* **Exercise 1**
Rewrite the paragraph of the seminar announcement that begins "A focus of my research" as a shorter bulleted list, keeping its main facts.
* **Exercise 2**
Copy the seminar announcement word for word, beginning at "Math Seminar: Classical" and stopping after "of Technology (CALTECH)".
* **Exercise 3**
Answer these questions from the seminar announcement:
(a) In which building and room is the seminar held?
(b) In which journal was reference [2] published?
(c) On what date does the seminar take place?

Math Seminar: Classical and Machine-Learning Methods for Quantum Simulation
Thomas F. Miller III, Professor of Chemistry, Division of Chemistry and Chemical Engineering, California Institute of Technology (CALTECH)

April 12, 2019
Business and Science Building (BSB), Room 334

  • A focus of my research is to the develop simulation methods that reveal the mechanistic details of quantum mechanical reactions that are central to biological, molecular, and heterogenous catalysis. The nature of this effort is three-fold: we combine quantum statistical mechanics and semiclassical dynamics methods to expand the scope and reliability of condensed-phase quantum dynamics simulation; we develop quantum embedding and machine learning methods that improve the description of molecular interactions and electronic properties; and we apply these methods to understand complex chemical systems. The talk will focus on recent developments [1] and applications [2] of Feynman path integral methods for the description of non-adiabatic chemical dynamics, including proton-coupled electron-transfer and long-ranged electron transfer in protein systems. Additionally, we will describe a machine-learning approach [3,4] to predicting the electronic structure results on the basis of simple molecular orbitals properties, yielding striking accuracy and transferability across chemical systems at low computational cost.

    [1] “Path-integral isomorphic Hamiltonian for including nuclear quantum effects in non-adiabatic dynamics.” X. Tao, P. Shushkov, and T. F. Miller III, J. Chem. Phys., 148, 102327 (2018).

    [2] “Fluctuating hydrogen-bond networks govern anomalous electron transfer kinetics in a blue copper protein.” J. S. Kretchmer, N. Boekelheide, J. J. Warren, J. R. Winkler, H. B. Gray, and T. F. Miller III, Proc. Natl. Acad. Sci. USA, 115, 6129 (2018).

    [3] “Transferability in machine learning for electronic structure via the molecular orbital basis.” M. Welborn, L. Cheng, and T. F. Miller III, J. Chem. Theory Comput., 14, 4772 (2018).

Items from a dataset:
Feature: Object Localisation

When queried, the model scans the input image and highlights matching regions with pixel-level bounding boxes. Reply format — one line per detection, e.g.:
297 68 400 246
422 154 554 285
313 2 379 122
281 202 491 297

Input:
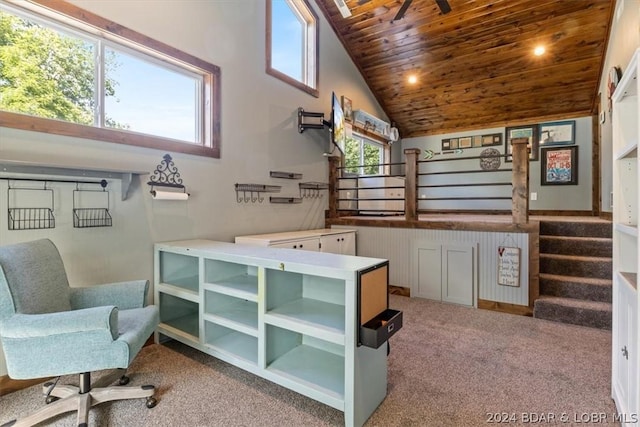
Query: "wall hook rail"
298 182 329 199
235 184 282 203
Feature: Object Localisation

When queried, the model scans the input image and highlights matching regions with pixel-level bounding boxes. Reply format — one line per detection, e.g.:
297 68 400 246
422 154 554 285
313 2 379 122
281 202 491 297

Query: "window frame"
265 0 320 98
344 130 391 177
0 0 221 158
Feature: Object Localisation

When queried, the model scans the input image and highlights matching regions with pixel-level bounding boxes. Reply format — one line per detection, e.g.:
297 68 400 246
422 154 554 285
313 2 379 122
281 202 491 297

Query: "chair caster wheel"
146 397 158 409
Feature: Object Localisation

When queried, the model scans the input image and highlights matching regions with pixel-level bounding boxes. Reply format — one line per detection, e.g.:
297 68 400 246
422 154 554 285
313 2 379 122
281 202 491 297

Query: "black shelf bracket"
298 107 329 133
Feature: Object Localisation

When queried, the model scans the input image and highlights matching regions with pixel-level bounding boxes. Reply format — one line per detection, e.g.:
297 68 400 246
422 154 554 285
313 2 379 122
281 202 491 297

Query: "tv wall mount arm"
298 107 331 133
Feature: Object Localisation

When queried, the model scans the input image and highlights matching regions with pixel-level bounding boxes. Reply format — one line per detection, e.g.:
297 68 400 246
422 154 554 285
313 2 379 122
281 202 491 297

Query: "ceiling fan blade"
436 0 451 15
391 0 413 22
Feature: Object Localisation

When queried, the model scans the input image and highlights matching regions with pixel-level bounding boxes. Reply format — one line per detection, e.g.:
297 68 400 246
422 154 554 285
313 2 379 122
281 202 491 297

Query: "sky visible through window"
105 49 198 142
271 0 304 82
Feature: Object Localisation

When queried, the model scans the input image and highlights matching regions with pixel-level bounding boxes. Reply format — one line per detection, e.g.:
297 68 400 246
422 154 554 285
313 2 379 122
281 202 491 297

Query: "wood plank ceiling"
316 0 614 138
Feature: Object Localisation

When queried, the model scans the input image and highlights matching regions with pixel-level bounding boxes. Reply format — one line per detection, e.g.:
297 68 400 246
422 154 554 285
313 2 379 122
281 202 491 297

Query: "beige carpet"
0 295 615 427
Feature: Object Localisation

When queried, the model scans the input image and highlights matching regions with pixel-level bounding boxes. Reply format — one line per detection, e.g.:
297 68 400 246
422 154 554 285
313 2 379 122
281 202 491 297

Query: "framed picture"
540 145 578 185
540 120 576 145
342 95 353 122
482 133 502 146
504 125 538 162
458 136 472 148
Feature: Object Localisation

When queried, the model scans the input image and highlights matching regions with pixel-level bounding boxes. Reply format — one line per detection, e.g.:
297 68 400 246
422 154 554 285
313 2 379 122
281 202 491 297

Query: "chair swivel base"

* **Answer area 1**
- Research focus: simulation methods that reveal the mechanistic details of quantum mechanical reactions central to biological, molecular, and heterogeneous catalysis.
- The work has three parts:
  - Combining quantum statistical mechanics and semiclassical dynamics to broaden the scope and reliability of condensed-phase quantum dynamics simulation.
  - Developing quantum embedding and machine learning methods that better describe molecular interactions and electronic properties.
  - Applying these methods to understand complex chemical systems.
- The talk covers recent developments [1] and applications [2] of Feynman path integral methods for non-adiabatic chemical dynamics, including proton-coupled electron transfer and long-range electron transfer in proteins.
- It also presents a machine-learning approach [3,4] that predicts electronic structure results from simple molecular orbital properties, with high accuracy and transferability across chemical systems at low computational cost.

* **Answer area 2**
Math Seminar: Classical and Machine-Learning Methods for Quantum Simulation
Thomas F. Miller III, Professor of Chemistry, Division of Chemistry and Chemical Engineering, California Institute of Technology (CALTECH)

* **Answer area 3**
(a) Business and Science Building (BSB), Room 334
(b) Proc. Natl. Acad. Sci. USA
(c) April 12, 2019